-- WRITTEN PROBLEM --
Arrange these rows as a two-column CSV with the header ask,response, one line per row: the text goes under ask and its answer under response, each in a single quoted field with line breaks replaced by spaces. Cover every row.

Rows from a pointing dataset
----------
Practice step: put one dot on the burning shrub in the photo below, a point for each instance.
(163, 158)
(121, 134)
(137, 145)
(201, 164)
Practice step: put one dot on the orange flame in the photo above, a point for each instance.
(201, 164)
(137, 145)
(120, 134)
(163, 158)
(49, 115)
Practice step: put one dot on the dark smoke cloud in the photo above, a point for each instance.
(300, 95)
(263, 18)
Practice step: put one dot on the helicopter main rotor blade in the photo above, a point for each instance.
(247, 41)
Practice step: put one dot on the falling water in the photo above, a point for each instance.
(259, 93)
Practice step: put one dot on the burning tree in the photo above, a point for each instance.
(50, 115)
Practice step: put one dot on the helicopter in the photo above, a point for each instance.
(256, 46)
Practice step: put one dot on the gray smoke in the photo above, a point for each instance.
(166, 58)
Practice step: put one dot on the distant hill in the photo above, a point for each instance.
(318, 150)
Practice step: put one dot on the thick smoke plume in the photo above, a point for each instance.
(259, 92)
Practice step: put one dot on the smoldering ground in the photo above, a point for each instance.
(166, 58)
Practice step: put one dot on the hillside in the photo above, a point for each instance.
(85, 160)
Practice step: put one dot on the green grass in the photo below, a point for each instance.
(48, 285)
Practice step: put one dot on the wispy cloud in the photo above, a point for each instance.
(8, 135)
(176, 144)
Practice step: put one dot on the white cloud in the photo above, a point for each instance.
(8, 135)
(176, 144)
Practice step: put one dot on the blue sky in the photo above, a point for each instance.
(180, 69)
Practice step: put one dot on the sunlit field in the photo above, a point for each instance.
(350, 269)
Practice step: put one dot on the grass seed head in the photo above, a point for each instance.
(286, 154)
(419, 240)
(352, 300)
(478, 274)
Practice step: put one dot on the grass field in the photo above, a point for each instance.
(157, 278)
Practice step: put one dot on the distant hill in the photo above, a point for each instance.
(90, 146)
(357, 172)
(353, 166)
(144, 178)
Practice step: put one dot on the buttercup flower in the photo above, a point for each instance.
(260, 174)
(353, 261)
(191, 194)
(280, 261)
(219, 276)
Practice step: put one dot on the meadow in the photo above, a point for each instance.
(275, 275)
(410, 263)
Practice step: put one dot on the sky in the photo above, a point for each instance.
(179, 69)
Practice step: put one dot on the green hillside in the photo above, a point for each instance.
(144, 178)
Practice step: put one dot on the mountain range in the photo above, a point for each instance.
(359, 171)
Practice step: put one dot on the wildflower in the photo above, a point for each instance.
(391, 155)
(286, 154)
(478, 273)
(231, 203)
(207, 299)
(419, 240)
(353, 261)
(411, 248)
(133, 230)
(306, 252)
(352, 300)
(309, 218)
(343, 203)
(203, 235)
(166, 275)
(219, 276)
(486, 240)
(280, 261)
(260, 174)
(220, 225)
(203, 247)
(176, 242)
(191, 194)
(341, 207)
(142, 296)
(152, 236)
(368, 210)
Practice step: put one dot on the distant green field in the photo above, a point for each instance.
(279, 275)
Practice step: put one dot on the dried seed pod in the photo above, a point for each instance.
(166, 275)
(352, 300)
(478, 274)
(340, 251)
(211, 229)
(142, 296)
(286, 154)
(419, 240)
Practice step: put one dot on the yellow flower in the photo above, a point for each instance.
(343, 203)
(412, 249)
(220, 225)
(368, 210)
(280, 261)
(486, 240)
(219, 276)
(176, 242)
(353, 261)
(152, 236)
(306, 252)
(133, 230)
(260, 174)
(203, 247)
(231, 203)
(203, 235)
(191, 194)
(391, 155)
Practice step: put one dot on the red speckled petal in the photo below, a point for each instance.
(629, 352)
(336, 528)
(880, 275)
----------
-- SOLVED EXERCISE --
ask,response
"Practice step: put one dot on the burning shrub in the photo below, a point for each instance.","(163, 158) (121, 134) (137, 145) (201, 164)"
"Practice step: put one dot on the orange flame in the photo above, a point for each instance.","(201, 164) (137, 145) (120, 134) (163, 158) (49, 115)"
"Practice step: put one dot on the dark smoke cloud in the photo above, a point for each instance.","(300, 95) (263, 18)"
"Practice step: put one dot on the helicopter main rotor blade in the photo above, a point for each instance.","(247, 41)"
"Practice step: put one dot on the falling water in the photo above, a point for each instance.","(259, 93)"
"Practice step: put one dot on the burning tree in the photo above, a point for each instance.","(50, 115)"
"Practice step: put one dot on the helicopter in the photo above, a point for each instance.","(256, 46)"
"Practice step: put one dot on the gray smoke in the photo above, a point for each instance.","(166, 58)"
"Practice step: put one dot on the distant hill in the photo above, a point for each instance.","(318, 150)"
"Practice step: put one dot on the thick smoke plume in the photo above, a point for each instance.","(259, 92)"
"Practice step: put one dot on the smoldering ground in the photo above, a point for each instance.","(166, 58)"
"Practice step: put one dot on the hillside in the photo above, a point for each instance.","(85, 160)"
"Practice step: put one dot on the green grass in the photo below, a point for each instance.","(48, 285)"
"Practice step: put one dot on the wispy cloud in the photo above, a point for each instance.","(8, 135) (176, 144)"
"Practice step: put one dot on the white cloud in the photo above, a point for each instance.","(8, 135) (176, 144)"
"Practice step: put one dot on the blue sky in the photo above, a point for each instance.","(180, 69)"
"Practice step: put one dot on the sunlit field in the photo above, a point for each instance.","(350, 269)"
"Practice step: put one dot on the grass seed head in the photo above, a point for each instance.","(286, 154) (419, 240) (352, 300) (478, 274)"
"Practice step: put one dot on the grass field in the photo above, a point for each instance.","(157, 278)"
"Practice step: put one dot on the distant hill in the photo above, a point for each instance.","(90, 146) (357, 172) (353, 166) (144, 178)"
"Practice step: put one dot on the buttercup flower in the photo above, a point for each instance.","(260, 174) (353, 261) (191, 194) (280, 261) (219, 276)"
"Practice step: put one dot on the meadow in the photo above, a point for each instance.","(275, 275) (410, 263)"
"Practice step: put one dot on the sky in the photo above, a point for each instance.","(179, 69)"
"Practice step: put one dot on the green hillside in the photo above, a point for each instance.","(144, 178)"
"Practice step: put one dot on the mountain range in the photo above, a point for each instance.","(359, 171)"
"Practice step: put one dot on the wildflower in the photo above, a point for each instance.","(391, 155) (286, 154) (478, 273) (231, 203) (207, 299) (419, 240) (353, 261) (411, 248) (133, 230) (306, 252) (352, 300) (309, 218) (343, 203) (203, 235) (166, 275) (219, 276) (486, 240) (280, 261) (260, 174) (220, 225) (203, 247) (176, 242) (191, 194) (341, 207) (142, 296) (152, 236) (368, 210)"
"Practice step: put one dot on the distant green field in the photo above, a point for each instance.","(279, 275)"
"Practice step: put one dot on the dried seed pod in the photo above, a point for each instance.","(166, 275) (352, 300) (478, 274) (340, 251) (211, 229) (142, 296) (286, 154) (419, 240)"
"Practice step: put one dot on the yellow flower in the photo above, a point for each instance.","(343, 203) (412, 249) (220, 225) (368, 210) (280, 261) (486, 240) (219, 276) (176, 242) (353, 261) (152, 236) (306, 252) (133, 230) (260, 174) (203, 247) (231, 203) (203, 235) (191, 194) (391, 155)"
"Practice step: put one dot on the red speckled petal in the photo below, a point for each instance.","(629, 352) (336, 528) (880, 275)"